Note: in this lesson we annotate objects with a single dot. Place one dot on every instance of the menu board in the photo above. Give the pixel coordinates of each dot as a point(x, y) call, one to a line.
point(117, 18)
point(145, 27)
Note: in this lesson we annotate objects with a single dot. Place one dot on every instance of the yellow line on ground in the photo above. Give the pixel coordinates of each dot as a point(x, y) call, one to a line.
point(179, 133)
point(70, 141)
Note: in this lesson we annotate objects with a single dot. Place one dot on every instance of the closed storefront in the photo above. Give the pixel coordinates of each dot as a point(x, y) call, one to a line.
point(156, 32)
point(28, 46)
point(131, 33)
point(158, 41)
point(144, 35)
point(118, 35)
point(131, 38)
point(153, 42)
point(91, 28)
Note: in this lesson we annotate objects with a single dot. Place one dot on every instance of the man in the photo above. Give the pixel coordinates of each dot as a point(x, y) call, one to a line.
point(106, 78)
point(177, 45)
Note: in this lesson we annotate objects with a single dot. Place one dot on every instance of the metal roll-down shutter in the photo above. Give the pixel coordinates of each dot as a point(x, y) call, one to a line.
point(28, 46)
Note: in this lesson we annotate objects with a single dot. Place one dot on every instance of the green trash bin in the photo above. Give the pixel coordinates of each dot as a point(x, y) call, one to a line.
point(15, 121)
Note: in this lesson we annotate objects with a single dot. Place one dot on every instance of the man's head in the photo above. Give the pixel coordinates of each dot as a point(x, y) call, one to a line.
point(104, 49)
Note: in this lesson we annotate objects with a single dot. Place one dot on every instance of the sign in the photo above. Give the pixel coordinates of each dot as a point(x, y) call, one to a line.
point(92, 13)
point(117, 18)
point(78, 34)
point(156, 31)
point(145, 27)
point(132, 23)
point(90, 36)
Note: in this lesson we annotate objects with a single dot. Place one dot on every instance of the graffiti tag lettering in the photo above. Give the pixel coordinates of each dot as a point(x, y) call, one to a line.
————
#### [Directions]
Arrange the material above as a Markdown table with a Row column holding a running number and a Line column holding each line's text, omitting any blank lines.

#### [Response]
| Row | Line |
|---|---|
| 1 | Note: in this lesson we annotate objects with a single dot. Place one dot on every instance of the menu board in the photo above. Give the pixel coordinates of each dot as a point(x, y) call, one to a line. |
| 2 | point(117, 18) |
| 3 | point(145, 27) |
| 4 | Note: in this lesson we annotate objects with a single dot. Place one dot on every instance of the yellow line on ground in the photo above. Give the pixel coordinates of each dot as a point(x, y) call, one to a line. |
| 5 | point(179, 133) |
| 6 | point(70, 141) |
| 7 | Note: in this lesson we annotate objects with a single dot. Place one dot on every instance of the closed storefront in the photo above. Give the pixel coordinates of each dot as a point(x, y) call, one to a line. |
| 8 | point(156, 32) |
| 9 | point(28, 46) |
| 10 | point(131, 33) |
| 11 | point(158, 41) |
| 12 | point(144, 35) |
| 13 | point(118, 35) |
| 14 | point(131, 38) |
| 15 | point(153, 42) |
| 16 | point(91, 28) |
| 17 | Note: in this lesson we annotate objects with a single dot. Place one dot on every instance of the man in the photo above. Give the pixel coordinates of each dot as a point(x, y) call, one to a line. |
| 18 | point(106, 78) |
| 19 | point(177, 45) |
| 20 | Note: in this lesson we annotate objects with a single dot. Place one dot on every instance of the metal roll-down shutter in the photo above. Give the pixel coordinates of each dot as a point(x, y) call, one to a line. |
| 21 | point(28, 46) |
| 22 | Note: in this lesson we annotate objects with a single dot. Place one dot on every instance of the green trash bin in the photo above. Give the pixel coordinates of each dot as a point(x, y) call, one to a line. |
| 23 | point(15, 121) |
| 24 | Note: in this lesson we annotate objects with a single dot. Place one dot on every instance of the man's head in the photo above. Give the pixel coordinates of each dot as a point(x, y) call, one to a line. |
| 25 | point(104, 49) |
| 26 | Note: in this lesson we annotate objects with a single dot. Place one dot on every instance of the sign in the photo above. Give the pixel coordinates of each dot as a point(x, y) call, one to a line. |
| 27 | point(92, 13) |
| 28 | point(117, 18) |
| 29 | point(78, 34) |
| 30 | point(156, 31) |
| 31 | point(145, 27) |
| 32 | point(132, 23) |
| 33 | point(90, 36) |
| 34 | Note: in this lesson we annotate objects with a single dot. Place one dot on every instance of the graffiti tag lettering in the photo above. Give the pixel coordinates of each dot as a point(x, y) call, one to a line. |